[Data supplied — start]

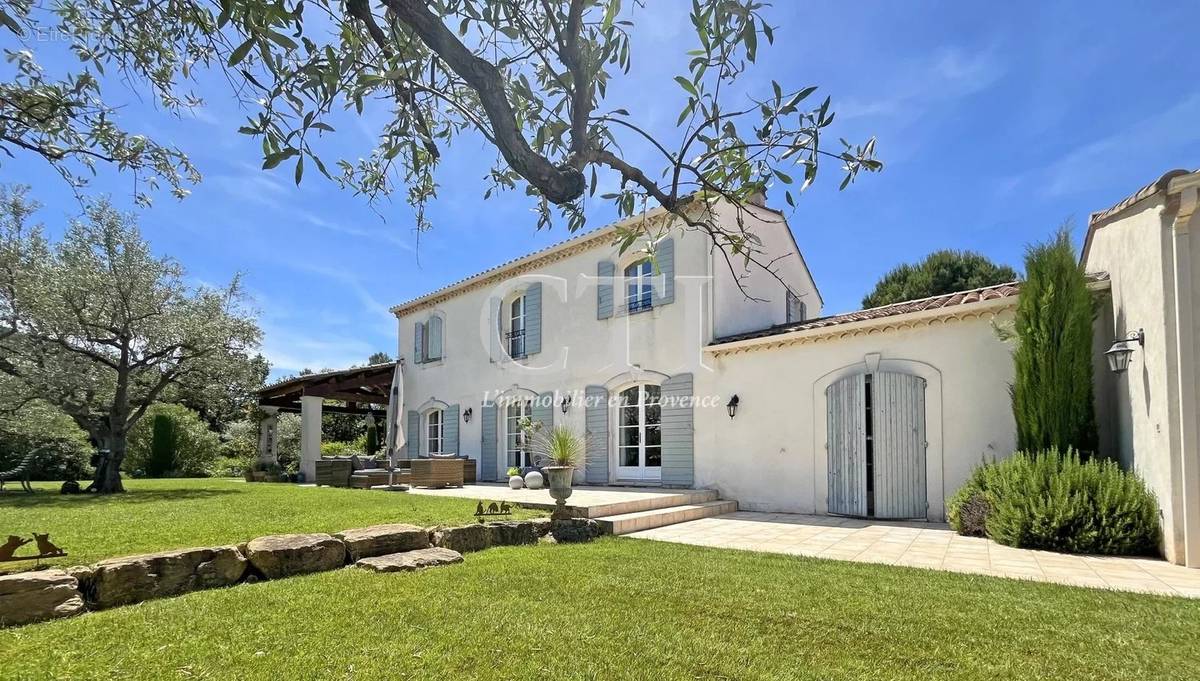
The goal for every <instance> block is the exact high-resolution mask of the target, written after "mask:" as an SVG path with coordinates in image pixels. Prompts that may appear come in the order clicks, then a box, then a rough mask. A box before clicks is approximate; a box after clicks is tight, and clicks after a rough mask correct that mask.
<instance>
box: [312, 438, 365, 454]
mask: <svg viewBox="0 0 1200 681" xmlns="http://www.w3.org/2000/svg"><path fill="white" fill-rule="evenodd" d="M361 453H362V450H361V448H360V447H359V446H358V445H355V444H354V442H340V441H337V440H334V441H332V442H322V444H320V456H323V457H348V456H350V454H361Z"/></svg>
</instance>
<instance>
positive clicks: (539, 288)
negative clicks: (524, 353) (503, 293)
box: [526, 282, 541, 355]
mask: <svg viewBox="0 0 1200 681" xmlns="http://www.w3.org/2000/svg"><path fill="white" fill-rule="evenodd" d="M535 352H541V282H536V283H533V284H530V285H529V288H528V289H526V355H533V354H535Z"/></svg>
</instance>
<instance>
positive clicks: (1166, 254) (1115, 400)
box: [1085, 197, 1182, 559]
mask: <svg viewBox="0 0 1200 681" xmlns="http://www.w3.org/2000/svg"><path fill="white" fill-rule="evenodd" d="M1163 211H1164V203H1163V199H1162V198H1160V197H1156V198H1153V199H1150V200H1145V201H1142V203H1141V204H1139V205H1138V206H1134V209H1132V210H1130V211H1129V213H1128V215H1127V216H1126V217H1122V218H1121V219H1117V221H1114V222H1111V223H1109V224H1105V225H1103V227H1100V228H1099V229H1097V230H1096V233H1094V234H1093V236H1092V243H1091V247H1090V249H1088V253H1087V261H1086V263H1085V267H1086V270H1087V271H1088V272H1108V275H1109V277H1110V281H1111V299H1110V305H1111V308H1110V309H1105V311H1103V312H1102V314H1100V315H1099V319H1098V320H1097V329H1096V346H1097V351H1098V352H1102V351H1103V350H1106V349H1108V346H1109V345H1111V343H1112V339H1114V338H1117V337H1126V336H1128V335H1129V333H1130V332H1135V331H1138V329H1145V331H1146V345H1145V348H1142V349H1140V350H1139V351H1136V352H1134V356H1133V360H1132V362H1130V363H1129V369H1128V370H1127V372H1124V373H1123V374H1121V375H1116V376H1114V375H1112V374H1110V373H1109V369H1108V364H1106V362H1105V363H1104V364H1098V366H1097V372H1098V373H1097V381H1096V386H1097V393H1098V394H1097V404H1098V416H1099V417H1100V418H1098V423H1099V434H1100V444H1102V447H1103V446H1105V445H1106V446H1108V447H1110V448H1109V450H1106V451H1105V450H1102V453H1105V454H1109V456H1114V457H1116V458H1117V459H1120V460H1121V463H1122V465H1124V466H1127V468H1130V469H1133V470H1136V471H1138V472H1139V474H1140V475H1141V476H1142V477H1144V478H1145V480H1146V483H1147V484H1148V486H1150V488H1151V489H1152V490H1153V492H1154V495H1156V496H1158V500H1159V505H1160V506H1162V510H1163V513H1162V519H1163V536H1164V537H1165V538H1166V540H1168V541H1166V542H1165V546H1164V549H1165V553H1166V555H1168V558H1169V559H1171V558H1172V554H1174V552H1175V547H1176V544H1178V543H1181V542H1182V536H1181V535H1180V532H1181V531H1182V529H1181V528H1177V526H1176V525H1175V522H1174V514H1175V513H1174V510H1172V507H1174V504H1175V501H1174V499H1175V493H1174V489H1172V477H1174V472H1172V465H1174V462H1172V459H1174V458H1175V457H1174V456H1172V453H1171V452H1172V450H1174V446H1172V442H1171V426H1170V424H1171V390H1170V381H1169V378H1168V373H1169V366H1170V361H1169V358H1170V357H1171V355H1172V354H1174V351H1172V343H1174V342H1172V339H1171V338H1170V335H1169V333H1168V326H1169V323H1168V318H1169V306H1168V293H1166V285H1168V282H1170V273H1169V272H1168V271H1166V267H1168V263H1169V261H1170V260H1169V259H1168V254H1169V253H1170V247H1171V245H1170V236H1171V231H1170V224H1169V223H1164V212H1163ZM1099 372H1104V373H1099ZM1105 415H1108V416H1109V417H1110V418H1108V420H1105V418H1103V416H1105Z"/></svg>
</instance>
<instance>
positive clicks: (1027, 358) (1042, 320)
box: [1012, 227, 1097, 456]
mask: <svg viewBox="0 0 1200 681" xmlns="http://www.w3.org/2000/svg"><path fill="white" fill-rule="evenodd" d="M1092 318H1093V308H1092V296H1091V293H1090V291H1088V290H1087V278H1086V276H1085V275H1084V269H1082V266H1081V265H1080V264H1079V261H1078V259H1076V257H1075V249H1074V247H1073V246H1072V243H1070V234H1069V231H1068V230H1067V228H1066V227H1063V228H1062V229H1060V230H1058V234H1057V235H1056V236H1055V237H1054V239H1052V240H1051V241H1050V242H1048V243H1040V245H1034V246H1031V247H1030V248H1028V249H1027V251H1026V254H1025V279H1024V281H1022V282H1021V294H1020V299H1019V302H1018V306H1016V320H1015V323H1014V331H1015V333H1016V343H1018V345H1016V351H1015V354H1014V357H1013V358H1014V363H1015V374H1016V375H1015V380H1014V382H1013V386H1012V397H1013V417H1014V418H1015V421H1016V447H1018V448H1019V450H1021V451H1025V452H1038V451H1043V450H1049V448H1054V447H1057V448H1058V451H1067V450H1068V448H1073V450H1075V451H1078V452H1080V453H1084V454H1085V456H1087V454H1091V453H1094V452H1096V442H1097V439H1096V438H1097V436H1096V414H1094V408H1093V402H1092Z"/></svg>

[Data supplied — finish]

What to do:
Write out every entry exactly. Pictures do not belong in the copy.

Answer section:
The goal for every <instance> block is the exact high-resolution mask of the target, written after "mask:" as an SVG path with coordinates in image pixels. Prompts that may appear come in the order clicks, then a box, then a rough mask. A box before clicks is approximate; a box after clicks is tight, and clicks after a rough mask correct that mask.
<instance>
box: [312, 438, 365, 454]
mask: <svg viewBox="0 0 1200 681" xmlns="http://www.w3.org/2000/svg"><path fill="white" fill-rule="evenodd" d="M361 453H362V450H361V448H360V447H359V446H358V445H355V444H354V442H340V441H337V440H334V441H332V442H322V444H320V456H323V457H348V456H350V454H361Z"/></svg>
</instance>
<instance>
positive clicks: (539, 288)
negative clicks: (524, 353) (503, 293)
box: [526, 282, 541, 355]
mask: <svg viewBox="0 0 1200 681" xmlns="http://www.w3.org/2000/svg"><path fill="white" fill-rule="evenodd" d="M535 352H541V282H536V283H533V284H530V285H529V288H528V289H526V355H533V354H535Z"/></svg>
</instance>
<instance>
positive clicks: (1166, 254) (1115, 400)
box: [1085, 197, 1182, 559]
mask: <svg viewBox="0 0 1200 681" xmlns="http://www.w3.org/2000/svg"><path fill="white" fill-rule="evenodd" d="M1163 211H1164V203H1163V199H1162V198H1160V197H1156V198H1153V199H1150V200H1145V201H1142V203H1141V204H1139V205H1138V206H1134V209H1132V210H1130V211H1129V213H1128V215H1127V216H1126V217H1122V218H1121V219H1117V221H1114V222H1111V223H1109V224H1105V225H1103V227H1100V228H1099V229H1097V230H1096V233H1094V234H1093V236H1092V243H1091V247H1090V249H1088V253H1087V261H1086V263H1085V267H1086V270H1087V271H1088V272H1108V275H1109V277H1110V281H1111V299H1110V305H1111V308H1110V309H1105V311H1103V312H1102V314H1100V315H1099V319H1098V320H1097V329H1096V346H1097V351H1098V352H1102V351H1103V350H1106V349H1108V346H1109V345H1111V343H1112V339H1114V338H1117V337H1126V336H1128V335H1129V333H1130V332H1135V331H1138V329H1145V331H1146V345H1145V348H1142V349H1140V350H1139V351H1136V352H1134V356H1133V360H1132V362H1130V363H1129V369H1128V370H1127V372H1124V373H1123V374H1121V375H1116V376H1114V375H1112V374H1110V373H1109V369H1108V364H1106V362H1105V363H1104V364H1098V366H1097V372H1098V373H1097V381H1096V386H1097V393H1098V394H1097V404H1098V416H1099V417H1100V418H1098V423H1099V434H1100V444H1102V447H1103V446H1105V445H1106V446H1108V447H1110V448H1109V450H1106V451H1105V450H1102V453H1105V454H1109V456H1114V457H1116V458H1117V459H1120V460H1121V463H1122V465H1124V466H1127V468H1130V469H1133V470H1136V471H1138V472H1139V474H1140V475H1141V476H1142V477H1144V478H1145V480H1146V483H1147V484H1148V486H1150V488H1151V489H1152V490H1153V492H1154V495H1156V496H1158V500H1159V505H1160V506H1162V510H1163V513H1162V519H1163V536H1164V537H1165V538H1166V540H1168V541H1166V542H1165V546H1164V549H1165V553H1166V555H1168V558H1169V559H1171V558H1172V554H1174V552H1175V547H1176V544H1178V543H1181V542H1182V536H1181V535H1180V532H1181V531H1182V529H1181V528H1177V526H1176V525H1175V522H1174V514H1175V513H1174V510H1172V507H1174V504H1175V501H1174V499H1175V493H1174V489H1172V477H1174V472H1172V465H1174V462H1172V459H1174V458H1175V457H1174V456H1172V453H1171V452H1172V450H1174V446H1172V442H1171V426H1170V424H1171V390H1170V381H1169V378H1168V373H1169V366H1170V361H1169V358H1170V357H1171V355H1172V354H1174V351H1172V343H1174V342H1172V339H1171V338H1170V335H1169V333H1168V326H1169V323H1168V318H1169V306H1168V293H1166V285H1168V282H1170V273H1169V272H1168V271H1166V267H1168V263H1169V261H1170V260H1169V259H1168V254H1169V253H1170V247H1171V245H1170V236H1171V231H1170V224H1169V223H1164V212H1163ZM1099 372H1104V373H1099ZM1105 415H1108V416H1109V417H1110V418H1108V420H1105V418H1103V416H1105Z"/></svg>
</instance>
<instance>
positive clicks: (1027, 358) (1042, 320)
box: [1012, 227, 1097, 456]
mask: <svg viewBox="0 0 1200 681" xmlns="http://www.w3.org/2000/svg"><path fill="white" fill-rule="evenodd" d="M1092 318H1093V308H1092V296H1091V293H1090V291H1088V290H1087V278H1086V276H1085V275H1084V269H1082V266H1081V265H1080V264H1079V261H1078V259H1076V257H1075V249H1074V247H1073V246H1072V243H1070V234H1069V231H1068V230H1067V228H1066V227H1063V228H1062V229H1060V230H1058V234H1057V235H1056V236H1055V237H1054V239H1052V240H1051V241H1050V242H1048V243H1040V245H1034V246H1031V247H1030V248H1028V249H1027V251H1026V254H1025V279H1024V281H1022V282H1021V294H1020V299H1019V302H1018V306H1016V320H1015V323H1014V331H1015V333H1016V343H1018V345H1016V351H1015V354H1014V357H1013V358H1014V363H1015V374H1016V375H1015V380H1014V382H1013V386H1012V397H1013V417H1014V418H1015V421H1016V447H1018V448H1019V450H1021V451H1025V452H1038V451H1043V450H1049V448H1054V447H1057V448H1058V451H1067V450H1068V448H1073V450H1075V451H1078V452H1080V453H1084V454H1085V456H1087V454H1091V453H1094V452H1096V442H1097V439H1096V438H1097V436H1096V414H1094V408H1093V402H1092Z"/></svg>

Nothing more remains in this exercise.